## Selected passage
☆ ☆ ☆ ☆

How the EU deals with China will have a profound effect on the sort of economic and geopolitical entity that the Union becomes in the mid-21st century. China is the world’s largest economy, measured at purchasing power parity, and the EU’s number one trading partner. It accounts for about 30 per cent of global carbon emissions. And it is a weighty military and diplomatic power, building a conventional and nuclear arsenal that will challenge the US’s position as the pre-eminent security actor in the Indo-Pacific region.
How is EU policy towards China evolving? How do the Chinese view the EU? Does it make sense for the US and the EU to work together on China, and is there scope for them to do so? Can the Europeans influence China’s actions? Are the British closer to the US or the EU on China? And how will changes within China affect Europe’s relationship with it?
In the early years of this century, many Europeans had quite warm feelings about China. There seemed to be a real possibility that it would become more liberal, not only economically, but even politically. When China joined the World Trade Organisation in 2001 there was a broad consensus among Western leaders on Wandel durch Handel – that trade changes countries for the better. But the Europeans have gradually become disillusioned with China, particularly over the past ten years or so, for three main sets of reasons.

☆ ☆ ☆ ☆

## Data extract
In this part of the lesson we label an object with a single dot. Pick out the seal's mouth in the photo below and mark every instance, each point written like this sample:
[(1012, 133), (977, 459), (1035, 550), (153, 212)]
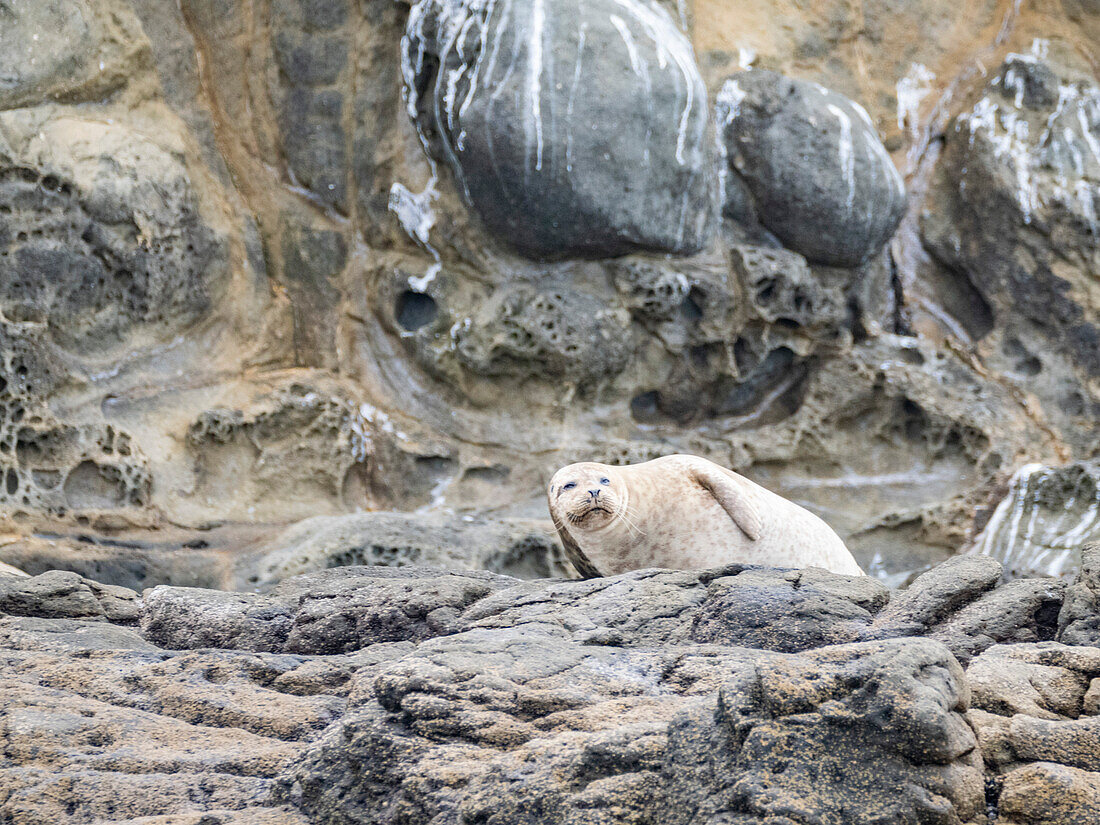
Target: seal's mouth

☆ ☆ ☆ ☆

## What the task requires
In the passage on EU policy toward China above, rewrite the section from "How is EU policy" up to and including "relationship with it?", replacing "the British" with "the Japanese".

## Answer
How is EU policy towards China evolving? How do the Chinese view the EU? Does it make sense for the US and the EU to work together on China, and is there scope for them to do so? Can the Europeans influence China’s actions? Are the Japanese closer to the US or the EU on China? And how will changes within China affect Europe’s relationship with it?